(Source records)
<<<<

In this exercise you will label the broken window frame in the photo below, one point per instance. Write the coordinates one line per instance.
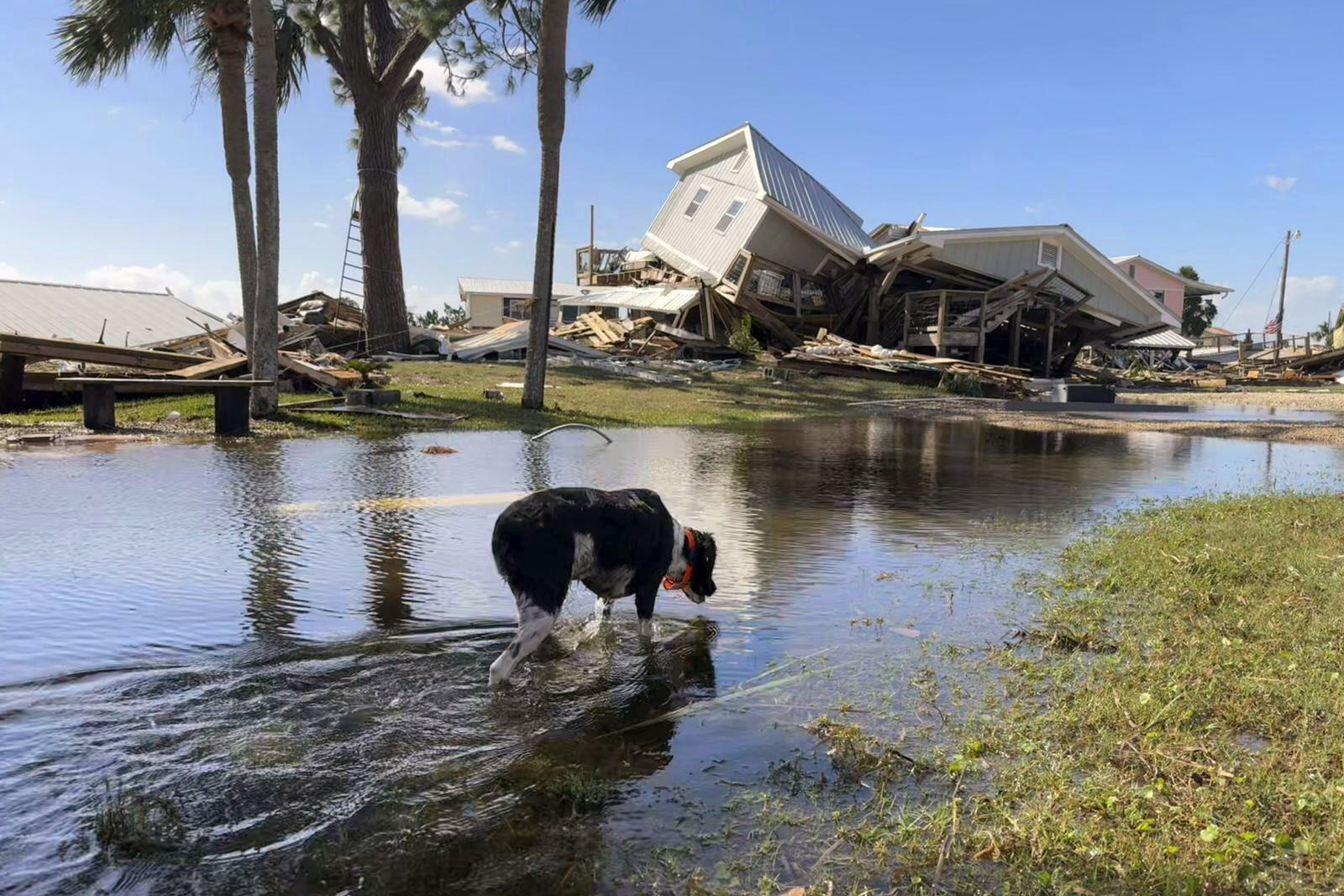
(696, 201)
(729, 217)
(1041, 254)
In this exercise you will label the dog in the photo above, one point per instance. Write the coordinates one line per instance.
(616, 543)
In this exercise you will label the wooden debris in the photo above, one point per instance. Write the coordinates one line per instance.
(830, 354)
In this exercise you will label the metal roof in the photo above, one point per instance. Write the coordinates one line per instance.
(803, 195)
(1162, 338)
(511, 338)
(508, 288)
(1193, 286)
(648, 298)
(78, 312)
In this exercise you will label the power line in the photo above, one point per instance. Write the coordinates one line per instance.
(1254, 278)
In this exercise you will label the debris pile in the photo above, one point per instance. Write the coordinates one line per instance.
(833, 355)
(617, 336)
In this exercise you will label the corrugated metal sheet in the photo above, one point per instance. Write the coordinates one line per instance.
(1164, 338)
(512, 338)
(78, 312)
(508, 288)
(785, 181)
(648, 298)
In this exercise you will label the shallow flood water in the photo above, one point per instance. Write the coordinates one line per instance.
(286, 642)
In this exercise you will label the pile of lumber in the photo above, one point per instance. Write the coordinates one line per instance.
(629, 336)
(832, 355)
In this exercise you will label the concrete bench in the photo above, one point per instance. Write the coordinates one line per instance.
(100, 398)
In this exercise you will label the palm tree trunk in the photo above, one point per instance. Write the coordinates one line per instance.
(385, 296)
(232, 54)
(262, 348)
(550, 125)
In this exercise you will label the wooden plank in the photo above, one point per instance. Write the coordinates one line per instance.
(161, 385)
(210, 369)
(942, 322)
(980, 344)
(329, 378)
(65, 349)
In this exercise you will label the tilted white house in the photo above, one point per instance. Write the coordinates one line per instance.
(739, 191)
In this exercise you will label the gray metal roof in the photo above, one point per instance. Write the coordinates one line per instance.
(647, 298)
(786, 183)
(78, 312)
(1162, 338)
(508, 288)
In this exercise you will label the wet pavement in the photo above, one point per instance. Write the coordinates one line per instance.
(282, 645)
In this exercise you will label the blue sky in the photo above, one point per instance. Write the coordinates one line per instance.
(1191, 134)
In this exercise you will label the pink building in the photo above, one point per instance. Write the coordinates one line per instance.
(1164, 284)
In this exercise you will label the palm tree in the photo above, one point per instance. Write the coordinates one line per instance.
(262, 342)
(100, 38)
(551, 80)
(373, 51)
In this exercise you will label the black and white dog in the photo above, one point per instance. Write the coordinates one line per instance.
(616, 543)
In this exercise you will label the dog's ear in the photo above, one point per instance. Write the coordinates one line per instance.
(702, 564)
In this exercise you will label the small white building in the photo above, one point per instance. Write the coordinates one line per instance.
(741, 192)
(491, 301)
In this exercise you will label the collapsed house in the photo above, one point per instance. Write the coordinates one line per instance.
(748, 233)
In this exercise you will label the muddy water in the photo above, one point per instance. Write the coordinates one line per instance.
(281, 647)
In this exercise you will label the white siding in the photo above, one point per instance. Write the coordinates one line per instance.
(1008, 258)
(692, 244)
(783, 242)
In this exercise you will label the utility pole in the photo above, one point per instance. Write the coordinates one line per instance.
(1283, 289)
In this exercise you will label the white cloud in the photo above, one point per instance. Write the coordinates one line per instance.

>>>>

## WORK INSTRUCTION
The expected output is each entry given again word for word, with pictures dropped.

## OUTPUT FOR THIS EXERCISE
In this exercise you will label the broken window frame in the photo below, one point per instance. Write the coordinates one line per instance.
(696, 201)
(729, 217)
(1041, 254)
In this exercise you will label the dog in the photo above, one point per instance. Write the coordinates one line per instance.
(616, 543)
In this exercise you will label the wooden debris in the photo above, one point per instance. Write the coordinates one line per instance.
(830, 354)
In this exercise you will label the metal roof in the photo above, one point per instance. Write the coordinates one line per instance.
(803, 195)
(1162, 338)
(511, 338)
(508, 288)
(1193, 286)
(648, 298)
(78, 312)
In this exercise you will label the power line in the photo above, one point per instance. Write the coordinates one line per instance.
(1254, 278)
In this exercise you will label the debris pile in the photo above, one point per instance. Write the coordinates one line per instance.
(833, 355)
(617, 336)
In this exercise you will label the corrugated metal sheet in the photo above, one point per instance. Write the coordinates one line per instance.
(1164, 338)
(512, 338)
(78, 312)
(508, 288)
(785, 181)
(648, 298)
In this exercise you will label the shallow flood water in the photo above, one point per instance. Write the coordinates one line per instance.
(286, 642)
In this exercise you will label the pile of lumber in the photo above, one point per instance. Write the coordinates one line per instance.
(629, 336)
(832, 355)
In this exercise you will label the concrete bench in the photo above, one point per instance. Write the coordinates one line per instance.
(100, 398)
In this exercise you will label the palm tree trunk in the photo above, one point per instance. Write the coordinates one line per instance.
(385, 296)
(232, 54)
(262, 348)
(550, 125)
In this exercise you will label the wooden plank in the photo above, one point per instance. Write the coordinates one line per instance.
(161, 385)
(210, 369)
(942, 322)
(980, 344)
(329, 378)
(65, 349)
In this exercise you will label the tilted white house in the photo above, one point per instance. Write the coordinates one line per instance.
(739, 191)
In this exercise you will label the gray metal roof in the photo above, one point per instance. Write the coordinates one line per instance.
(647, 298)
(786, 183)
(78, 312)
(1162, 338)
(508, 288)
In this exercise you will label the wet pavement in the photo above, one point per instance. Write the coordinates one line per instance.
(282, 645)
In this exercise you will label the blue sky in the photo above, one point per instance. Write the coordinates one line per instance.
(1191, 134)
In this exercise you will label the pink building in the photo above, one point per instance. Write the coordinates one line per instance.
(1164, 284)
In this exercise you will label the palm tree in the photo above, one point per instance. Write the coordinates one line per instance.
(262, 342)
(100, 38)
(551, 80)
(373, 51)
In this exercise you will label the black and white dog in the photo above, one point per instance. Write the coordinates one line per instance.
(616, 543)
In this exercise you will label the dog's ear in the photo above, one point per instance. Write the coordinates one line per instance.
(702, 564)
In this exercise you will label the small white building in the photo above, one point per instance. Write the coordinates one line per instance.
(741, 192)
(491, 301)
In this exercise you will label the collapsed house in the photo above, one point per instance. Write the coordinates one line per instance.
(748, 233)
In this exercise you will label the muddy water in the photo above, one point per instance. Write the coordinates one line per instance.
(281, 647)
In this exercise you will label the white siding in the photo above, one point per instance. Write the coordinates one line per instance.
(1008, 258)
(692, 244)
(783, 242)
In this exercise you will label the utility pole in the photo above, one point per instance. Write the coordinates one line per instance.
(1283, 289)
In this exercise you will label the white cloud in the photo above, one point per instance. Write the coordinates one line per instance.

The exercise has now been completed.